## Task description
Return the data below in full, exactly as it stands.

## Natural-language object grounding data
——————
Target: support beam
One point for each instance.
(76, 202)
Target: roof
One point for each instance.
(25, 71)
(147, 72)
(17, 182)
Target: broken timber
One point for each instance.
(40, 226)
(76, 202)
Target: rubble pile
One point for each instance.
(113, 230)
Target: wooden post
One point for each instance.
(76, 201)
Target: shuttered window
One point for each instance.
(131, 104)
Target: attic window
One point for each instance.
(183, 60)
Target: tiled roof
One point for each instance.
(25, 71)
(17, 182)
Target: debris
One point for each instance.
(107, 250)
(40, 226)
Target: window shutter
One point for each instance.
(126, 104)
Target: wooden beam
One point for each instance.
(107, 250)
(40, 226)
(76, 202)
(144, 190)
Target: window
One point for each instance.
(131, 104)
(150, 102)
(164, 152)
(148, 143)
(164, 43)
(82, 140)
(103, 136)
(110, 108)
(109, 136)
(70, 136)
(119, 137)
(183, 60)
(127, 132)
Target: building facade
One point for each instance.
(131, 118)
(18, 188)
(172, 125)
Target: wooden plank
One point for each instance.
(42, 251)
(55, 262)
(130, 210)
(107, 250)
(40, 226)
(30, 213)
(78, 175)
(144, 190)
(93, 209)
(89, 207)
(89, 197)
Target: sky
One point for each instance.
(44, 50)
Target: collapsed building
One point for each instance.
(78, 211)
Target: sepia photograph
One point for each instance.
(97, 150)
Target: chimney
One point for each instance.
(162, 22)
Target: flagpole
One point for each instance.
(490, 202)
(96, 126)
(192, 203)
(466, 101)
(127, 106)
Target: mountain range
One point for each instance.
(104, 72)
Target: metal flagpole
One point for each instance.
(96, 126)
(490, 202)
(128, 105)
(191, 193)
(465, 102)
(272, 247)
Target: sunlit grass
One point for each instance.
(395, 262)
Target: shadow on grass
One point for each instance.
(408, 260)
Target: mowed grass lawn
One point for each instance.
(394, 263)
——————
## Expected output
Target: support beam
One point for each instance.
(76, 202)
Target: roof
One point for each instance.
(25, 71)
(147, 72)
(17, 182)
Target: broken timber
One point for each instance.
(40, 226)
(76, 202)
Target: rubble pile
One point for each instance.
(113, 230)
Target: wooden post
One point for each instance.
(76, 201)
Target: shuttered window
One point for each instance.
(131, 104)
Target: attic window
One point for each instance.
(183, 60)
Target: tiled roof
One point for each instance.
(25, 71)
(17, 182)
Target: debris
One point for each instance.
(107, 250)
(40, 226)
Target: window shutter
One point for each instance.
(126, 104)
Target: wooden beam
One point for each instance.
(107, 250)
(40, 226)
(76, 202)
(144, 190)
Target: window
One point for each instance.
(131, 104)
(150, 102)
(164, 152)
(148, 143)
(164, 43)
(82, 140)
(103, 136)
(110, 108)
(109, 136)
(70, 136)
(119, 137)
(183, 60)
(127, 132)
Target: building facade
One point for each instance.
(131, 118)
(18, 188)
(172, 125)
Target: wooden plank
One point for each instance.
(42, 251)
(55, 262)
(130, 210)
(107, 250)
(40, 226)
(30, 213)
(78, 175)
(144, 190)
(93, 209)
(89, 207)
(89, 197)
Target: sky
One point for each instance.
(44, 50)
Target: collapsed building
One point for each instance.
(78, 211)
Target: sepia photograph
One point for each instance.
(97, 150)
Target: chimney
One point for each instance.
(162, 22)
Target: flagpole
One point for each instance.
(490, 202)
(96, 126)
(192, 203)
(466, 101)
(127, 106)
Target: mountain range
One point for each instance.
(104, 72)
Target: metal flagpole
One point for each instance.
(96, 126)
(490, 202)
(128, 105)
(191, 193)
(465, 102)
(272, 247)
Target: sunlit grass
One point for each instance.
(395, 262)
Target: shadow on grass
One point for each instance.
(408, 260)
Target: mowed grass lawn
One point for each instance.
(394, 263)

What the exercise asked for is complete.